[Stored records]
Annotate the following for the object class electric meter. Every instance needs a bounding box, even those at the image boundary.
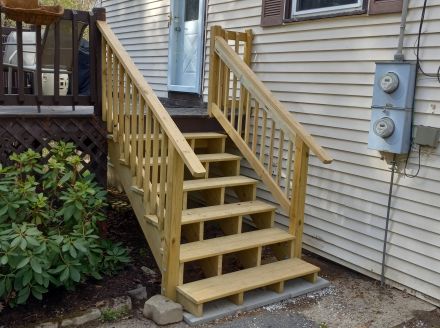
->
[373,117,395,139]
[380,72,399,93]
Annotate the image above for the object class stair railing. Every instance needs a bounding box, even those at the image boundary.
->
[208,26,332,257]
[98,21,206,299]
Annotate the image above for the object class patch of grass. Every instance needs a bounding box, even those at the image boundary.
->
[101,307,129,322]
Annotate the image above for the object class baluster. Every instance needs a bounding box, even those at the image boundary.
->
[276,130,284,185]
[289,136,309,257]
[118,63,125,154]
[113,55,119,142]
[106,46,113,133]
[136,96,147,189]
[101,37,108,122]
[150,117,161,213]
[17,22,24,103]
[124,74,131,163]
[158,131,168,226]
[130,85,139,175]
[144,106,153,208]
[244,90,252,145]
[284,140,293,198]
[269,120,275,175]
[252,101,260,154]
[260,109,267,165]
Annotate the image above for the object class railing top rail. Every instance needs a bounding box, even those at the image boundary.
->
[97,21,206,177]
[215,36,333,164]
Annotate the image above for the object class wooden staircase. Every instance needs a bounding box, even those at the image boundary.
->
[98,22,331,316]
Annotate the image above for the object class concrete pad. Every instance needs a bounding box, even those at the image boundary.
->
[183,278,330,326]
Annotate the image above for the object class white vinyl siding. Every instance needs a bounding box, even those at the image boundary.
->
[104,0,440,304]
[102,0,170,97]
[205,0,440,304]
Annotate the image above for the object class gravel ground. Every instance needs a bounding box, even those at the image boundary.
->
[92,257,440,328]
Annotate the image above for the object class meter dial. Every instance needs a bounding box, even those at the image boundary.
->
[380,72,399,93]
[373,117,395,139]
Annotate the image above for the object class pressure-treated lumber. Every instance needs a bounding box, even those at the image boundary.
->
[215,36,333,164]
[183,176,258,192]
[180,228,294,263]
[182,200,276,224]
[177,258,319,304]
[97,21,206,177]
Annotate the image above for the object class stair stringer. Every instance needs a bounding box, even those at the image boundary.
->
[108,139,162,271]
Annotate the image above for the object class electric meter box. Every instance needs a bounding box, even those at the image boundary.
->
[368,62,417,154]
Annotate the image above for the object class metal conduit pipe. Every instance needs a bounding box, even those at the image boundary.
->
[394,0,409,61]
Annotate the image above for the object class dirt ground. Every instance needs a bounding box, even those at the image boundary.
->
[0,193,440,328]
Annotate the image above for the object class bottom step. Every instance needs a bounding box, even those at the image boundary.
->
[177,259,319,316]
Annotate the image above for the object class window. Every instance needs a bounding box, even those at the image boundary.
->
[261,0,403,26]
[292,0,363,17]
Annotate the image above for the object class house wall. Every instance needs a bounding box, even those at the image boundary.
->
[102,0,170,97]
[103,0,440,303]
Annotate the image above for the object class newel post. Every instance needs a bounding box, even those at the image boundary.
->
[162,141,184,301]
[208,25,222,116]
[289,136,310,258]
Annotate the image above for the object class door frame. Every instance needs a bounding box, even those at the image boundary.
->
[167,0,206,95]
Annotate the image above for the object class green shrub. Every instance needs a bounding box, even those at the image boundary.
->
[0,142,130,306]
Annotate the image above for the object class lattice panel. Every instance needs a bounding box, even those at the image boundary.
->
[0,117,107,186]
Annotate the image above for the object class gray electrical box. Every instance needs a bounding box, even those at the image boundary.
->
[414,125,440,148]
[368,62,416,154]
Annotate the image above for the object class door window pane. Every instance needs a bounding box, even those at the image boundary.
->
[185,0,199,22]
[296,0,358,11]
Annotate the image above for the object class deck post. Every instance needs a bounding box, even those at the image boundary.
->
[162,141,184,301]
[289,136,310,258]
[208,25,222,117]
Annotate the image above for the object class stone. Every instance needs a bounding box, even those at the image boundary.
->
[127,285,148,301]
[141,267,157,277]
[99,296,133,312]
[61,309,101,327]
[34,322,59,328]
[143,295,183,326]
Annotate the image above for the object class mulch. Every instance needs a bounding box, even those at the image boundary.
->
[0,190,160,328]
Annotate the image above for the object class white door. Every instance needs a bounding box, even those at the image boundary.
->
[168,0,205,94]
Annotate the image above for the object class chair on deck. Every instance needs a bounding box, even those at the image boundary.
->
[3,20,87,96]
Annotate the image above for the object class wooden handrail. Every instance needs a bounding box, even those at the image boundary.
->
[215,36,333,164]
[97,21,206,177]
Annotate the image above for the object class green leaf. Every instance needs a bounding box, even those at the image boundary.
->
[0,255,9,265]
[22,270,32,287]
[25,236,40,247]
[60,267,70,282]
[17,257,31,269]
[31,257,42,273]
[73,239,88,253]
[70,267,81,282]
[69,245,78,259]
[17,287,31,304]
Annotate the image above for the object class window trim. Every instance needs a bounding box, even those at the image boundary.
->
[288,0,364,18]
[283,0,371,24]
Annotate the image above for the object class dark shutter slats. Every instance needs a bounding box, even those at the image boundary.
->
[261,0,285,26]
[368,0,403,15]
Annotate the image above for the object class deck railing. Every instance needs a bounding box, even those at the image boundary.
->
[98,21,206,299]
[208,26,332,257]
[0,7,105,110]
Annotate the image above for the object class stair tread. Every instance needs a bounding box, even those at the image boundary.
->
[177,258,319,304]
[183,176,258,191]
[145,153,241,165]
[197,153,241,162]
[183,132,227,139]
[182,200,276,224]
[180,228,295,263]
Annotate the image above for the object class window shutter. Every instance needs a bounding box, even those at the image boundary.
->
[368,0,403,15]
[261,0,285,26]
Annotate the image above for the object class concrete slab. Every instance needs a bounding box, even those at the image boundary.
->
[183,278,330,326]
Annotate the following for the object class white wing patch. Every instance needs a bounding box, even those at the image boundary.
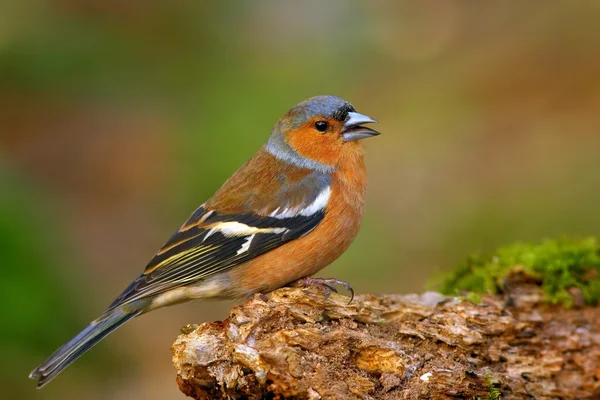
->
[269,186,331,219]
[237,234,256,255]
[203,221,287,245]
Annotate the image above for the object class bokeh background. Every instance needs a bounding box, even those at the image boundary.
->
[0,0,600,400]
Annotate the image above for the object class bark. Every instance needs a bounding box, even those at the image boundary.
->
[172,274,600,399]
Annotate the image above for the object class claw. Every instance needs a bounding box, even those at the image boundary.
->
[292,276,354,304]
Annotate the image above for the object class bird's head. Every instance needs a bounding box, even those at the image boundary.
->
[267,96,379,168]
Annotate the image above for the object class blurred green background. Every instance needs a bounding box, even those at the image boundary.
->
[0,0,600,400]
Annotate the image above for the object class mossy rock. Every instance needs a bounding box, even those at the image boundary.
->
[436,237,600,307]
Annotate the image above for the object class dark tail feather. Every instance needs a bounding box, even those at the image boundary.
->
[29,309,141,388]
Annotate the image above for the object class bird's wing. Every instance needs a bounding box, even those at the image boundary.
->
[109,200,326,310]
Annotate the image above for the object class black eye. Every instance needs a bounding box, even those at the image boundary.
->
[315,121,329,132]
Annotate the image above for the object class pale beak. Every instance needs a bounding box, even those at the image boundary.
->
[342,112,380,142]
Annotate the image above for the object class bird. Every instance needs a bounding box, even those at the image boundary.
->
[29,96,379,388]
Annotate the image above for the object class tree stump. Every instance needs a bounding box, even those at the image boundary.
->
[172,273,600,399]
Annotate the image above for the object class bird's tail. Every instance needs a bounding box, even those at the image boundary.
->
[29,308,142,388]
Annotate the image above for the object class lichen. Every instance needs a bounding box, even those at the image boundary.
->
[437,237,600,307]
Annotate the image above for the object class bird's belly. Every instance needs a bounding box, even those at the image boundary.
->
[228,202,362,296]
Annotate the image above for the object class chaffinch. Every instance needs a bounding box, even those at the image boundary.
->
[29,96,379,388]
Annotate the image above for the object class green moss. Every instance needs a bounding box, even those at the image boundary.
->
[476,371,502,400]
[436,238,600,307]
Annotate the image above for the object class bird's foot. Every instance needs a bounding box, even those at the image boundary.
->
[290,276,354,304]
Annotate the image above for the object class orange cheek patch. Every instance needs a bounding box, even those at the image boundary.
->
[286,128,342,166]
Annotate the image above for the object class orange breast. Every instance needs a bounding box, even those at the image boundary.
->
[228,144,366,295]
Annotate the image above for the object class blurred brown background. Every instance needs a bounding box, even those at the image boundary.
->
[0,0,600,400]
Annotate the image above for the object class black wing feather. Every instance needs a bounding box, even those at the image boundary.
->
[109,207,325,309]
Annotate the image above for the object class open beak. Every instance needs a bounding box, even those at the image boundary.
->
[342,112,380,142]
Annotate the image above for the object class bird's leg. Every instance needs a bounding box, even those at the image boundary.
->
[290,276,354,303]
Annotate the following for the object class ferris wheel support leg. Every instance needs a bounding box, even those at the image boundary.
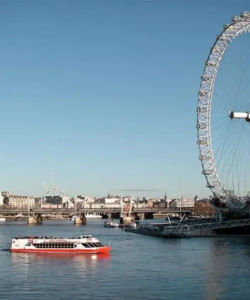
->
[229,111,250,122]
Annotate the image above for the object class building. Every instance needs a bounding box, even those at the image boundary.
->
[4,194,35,209]
[169,198,195,208]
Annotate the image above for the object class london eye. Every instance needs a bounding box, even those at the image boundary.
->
[197,12,250,208]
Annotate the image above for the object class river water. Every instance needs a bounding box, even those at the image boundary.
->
[0,220,250,300]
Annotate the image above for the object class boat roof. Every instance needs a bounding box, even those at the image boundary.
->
[15,234,93,240]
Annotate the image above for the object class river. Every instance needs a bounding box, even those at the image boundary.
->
[0,220,250,300]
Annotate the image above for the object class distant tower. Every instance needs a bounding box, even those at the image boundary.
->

> [DIRECTION]: Reproduce the lines of the records verbatim, starting with the line containing "Annotate the image above for the object class dark tail" and ending with the line containing "[315,121,329,132]", both included.

> [WRITTEN SOLUTION]:
Annotate the image above for the object class dark tail feather. Every instance needs a bounding box, even those at the image boundary.
->
[29,309,141,388]
Annotate the image above for the object class bird's wing. Every instance needs a bounding box, even those at the image boundary.
->
[109,200,326,310]
Annotate the image above for the object class black eye. Every instance needs a bounding box, even those at the image boundary.
->
[315,121,329,132]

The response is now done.